The records section start

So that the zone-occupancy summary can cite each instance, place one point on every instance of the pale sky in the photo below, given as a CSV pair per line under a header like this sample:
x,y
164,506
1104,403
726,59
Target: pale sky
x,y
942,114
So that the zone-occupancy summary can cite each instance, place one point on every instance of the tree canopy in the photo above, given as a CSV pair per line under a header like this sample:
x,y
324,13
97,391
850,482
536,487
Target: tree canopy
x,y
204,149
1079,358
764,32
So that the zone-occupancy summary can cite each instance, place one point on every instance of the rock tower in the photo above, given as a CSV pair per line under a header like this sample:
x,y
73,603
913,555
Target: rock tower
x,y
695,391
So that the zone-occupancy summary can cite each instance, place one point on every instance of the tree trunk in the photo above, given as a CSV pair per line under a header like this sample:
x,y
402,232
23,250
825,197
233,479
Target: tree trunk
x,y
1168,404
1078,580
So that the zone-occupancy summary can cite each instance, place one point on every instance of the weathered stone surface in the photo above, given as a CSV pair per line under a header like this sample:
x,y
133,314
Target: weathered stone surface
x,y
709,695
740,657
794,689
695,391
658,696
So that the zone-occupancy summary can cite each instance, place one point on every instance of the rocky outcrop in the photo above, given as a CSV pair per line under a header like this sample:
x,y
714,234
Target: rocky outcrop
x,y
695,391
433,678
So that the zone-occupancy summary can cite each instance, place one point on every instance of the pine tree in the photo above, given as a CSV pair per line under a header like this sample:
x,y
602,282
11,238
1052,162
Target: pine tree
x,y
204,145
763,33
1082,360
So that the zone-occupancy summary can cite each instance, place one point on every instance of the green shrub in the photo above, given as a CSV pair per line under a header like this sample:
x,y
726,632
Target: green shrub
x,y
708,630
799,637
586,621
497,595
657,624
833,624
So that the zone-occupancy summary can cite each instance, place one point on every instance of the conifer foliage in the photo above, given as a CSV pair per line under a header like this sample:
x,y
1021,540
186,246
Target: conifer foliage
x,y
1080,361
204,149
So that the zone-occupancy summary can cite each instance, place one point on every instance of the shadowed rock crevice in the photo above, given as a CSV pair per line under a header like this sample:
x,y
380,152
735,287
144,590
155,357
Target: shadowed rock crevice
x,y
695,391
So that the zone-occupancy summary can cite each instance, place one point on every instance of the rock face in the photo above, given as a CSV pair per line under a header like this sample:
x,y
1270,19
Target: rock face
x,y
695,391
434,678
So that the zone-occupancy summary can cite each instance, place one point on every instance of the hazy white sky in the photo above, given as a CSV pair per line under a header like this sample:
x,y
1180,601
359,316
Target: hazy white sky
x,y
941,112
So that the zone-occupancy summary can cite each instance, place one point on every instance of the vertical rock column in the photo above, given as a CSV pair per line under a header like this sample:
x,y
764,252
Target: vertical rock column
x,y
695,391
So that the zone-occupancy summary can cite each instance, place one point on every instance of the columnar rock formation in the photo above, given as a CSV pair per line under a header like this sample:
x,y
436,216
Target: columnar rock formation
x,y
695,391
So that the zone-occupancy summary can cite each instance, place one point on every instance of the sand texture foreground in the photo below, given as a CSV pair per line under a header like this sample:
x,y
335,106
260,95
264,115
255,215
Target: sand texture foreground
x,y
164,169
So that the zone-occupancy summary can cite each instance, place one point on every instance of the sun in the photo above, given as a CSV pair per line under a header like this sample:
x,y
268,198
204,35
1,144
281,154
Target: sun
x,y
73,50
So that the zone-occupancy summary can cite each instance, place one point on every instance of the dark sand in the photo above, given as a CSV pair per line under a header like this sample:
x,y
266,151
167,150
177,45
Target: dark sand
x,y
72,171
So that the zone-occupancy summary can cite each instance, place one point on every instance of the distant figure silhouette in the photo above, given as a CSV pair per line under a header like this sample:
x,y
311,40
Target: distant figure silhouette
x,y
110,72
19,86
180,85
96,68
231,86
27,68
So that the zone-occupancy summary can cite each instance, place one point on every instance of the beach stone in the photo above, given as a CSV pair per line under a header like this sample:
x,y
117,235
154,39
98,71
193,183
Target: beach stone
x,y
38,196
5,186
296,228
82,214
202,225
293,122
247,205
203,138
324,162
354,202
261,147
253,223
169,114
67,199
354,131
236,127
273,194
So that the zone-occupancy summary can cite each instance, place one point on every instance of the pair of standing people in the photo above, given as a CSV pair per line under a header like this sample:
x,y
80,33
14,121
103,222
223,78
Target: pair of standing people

The records section end

*Your assignment:*
Go through the data and show every line where "standing" occurs.

*Exercise result:*
So that the zone-occupancy summary can cite each instance, place one point on every instance of the pair of standing people in the photo above, given as a CSV pair per line under a header like this sample:
Target: pair of standing people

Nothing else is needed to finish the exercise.